- _What the exercise asks_
Pictures stay out of the copy; set down each line of the listing below exactly.

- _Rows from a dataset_
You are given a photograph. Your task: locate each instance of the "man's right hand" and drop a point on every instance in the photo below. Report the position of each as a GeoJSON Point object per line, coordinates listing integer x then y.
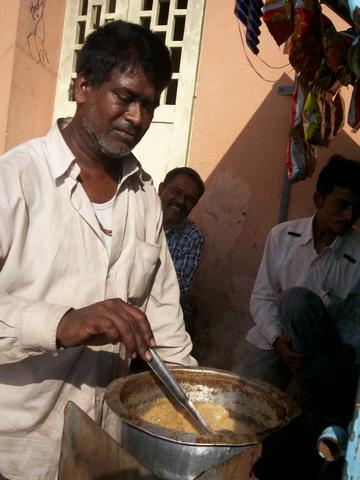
{"type": "Point", "coordinates": [282, 344]}
{"type": "Point", "coordinates": [109, 321]}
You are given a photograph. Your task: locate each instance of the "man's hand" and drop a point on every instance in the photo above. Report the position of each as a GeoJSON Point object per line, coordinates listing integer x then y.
{"type": "Point", "coordinates": [109, 321]}
{"type": "Point", "coordinates": [282, 344]}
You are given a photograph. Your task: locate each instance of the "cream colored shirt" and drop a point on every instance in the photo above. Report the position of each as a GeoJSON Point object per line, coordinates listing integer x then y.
{"type": "Point", "coordinates": [52, 257]}
{"type": "Point", "coordinates": [290, 260]}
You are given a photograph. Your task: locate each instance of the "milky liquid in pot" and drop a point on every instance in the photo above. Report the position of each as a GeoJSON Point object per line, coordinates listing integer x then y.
{"type": "Point", "coordinates": [165, 414]}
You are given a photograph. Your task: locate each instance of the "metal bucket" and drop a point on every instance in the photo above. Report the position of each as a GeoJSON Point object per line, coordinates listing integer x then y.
{"type": "Point", "coordinates": [184, 456]}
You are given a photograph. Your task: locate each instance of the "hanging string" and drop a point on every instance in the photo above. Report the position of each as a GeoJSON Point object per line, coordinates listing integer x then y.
{"type": "Point", "coordinates": [263, 61]}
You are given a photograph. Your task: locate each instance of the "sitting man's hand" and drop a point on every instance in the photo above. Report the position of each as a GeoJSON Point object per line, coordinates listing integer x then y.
{"type": "Point", "coordinates": [282, 344]}
{"type": "Point", "coordinates": [109, 321]}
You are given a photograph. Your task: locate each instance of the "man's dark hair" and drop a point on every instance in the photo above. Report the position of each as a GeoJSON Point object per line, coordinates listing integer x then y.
{"type": "Point", "coordinates": [190, 173]}
{"type": "Point", "coordinates": [124, 45]}
{"type": "Point", "coordinates": [341, 172]}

- _Answer_
You are given a photograph. Your task: locate each instance of the "man's right hand" and drop a point on every instance in the photo below. Report the position of each as a GeoJSON Point object per line, coordinates listing integer x then y.
{"type": "Point", "coordinates": [282, 344]}
{"type": "Point", "coordinates": [109, 321]}
You are given a photograph. Your task: locate each instance of the "man's hand" and drop a point on every instance in the photo above. Report the position of each as a GeoJSON Point object per line, coordinates listing integer x then y.
{"type": "Point", "coordinates": [109, 321]}
{"type": "Point", "coordinates": [282, 344]}
You are given a photograph. Your task: locate each instance of the "cream colored shirt" and drop a point on every instance in the photo above. Report the position of each as a GeoJSON Point object per line, coordinates listing integer x then y.
{"type": "Point", "coordinates": [52, 257]}
{"type": "Point", "coordinates": [290, 260]}
You are given a photograph. Your task: locate each instance of the "milky liquid in pot" and drop a point on every instance in the photo above. Report the position of each as a GeoJSON Point object per line, coordinates listing integer x then y.
{"type": "Point", "coordinates": [165, 414]}
You are given a photograph. Your task: locate each instance of the "metal bucket" and drop a point on every instance in the photo above. Report the position of each as a GeoJSON Point object per line, coordinates listing integer x then y.
{"type": "Point", "coordinates": [184, 456]}
You are given a photograph. Your task: locate each instance of the "hanging string" and drop a point on every instance in the photo above. Report the position of each as a GeoJSON Point object per line, coordinates listing integer x then y.
{"type": "Point", "coordinates": [263, 61]}
You are given a photograph. Your task: locate each instance of the "sitting man's hand" and drop a point on every instance in the photo above. Report the position of each as a GeoJSON Point object per line, coordinates listing integer x then y.
{"type": "Point", "coordinates": [282, 344]}
{"type": "Point", "coordinates": [109, 321]}
You are given a photograph. Your task: locate each instance of the "man's dark hair" and drop a point on every instance in the photo above. Report the position of each as a GeoJSON Point object per line, coordinates listing integer x then y.
{"type": "Point", "coordinates": [190, 173]}
{"type": "Point", "coordinates": [124, 45]}
{"type": "Point", "coordinates": [341, 172]}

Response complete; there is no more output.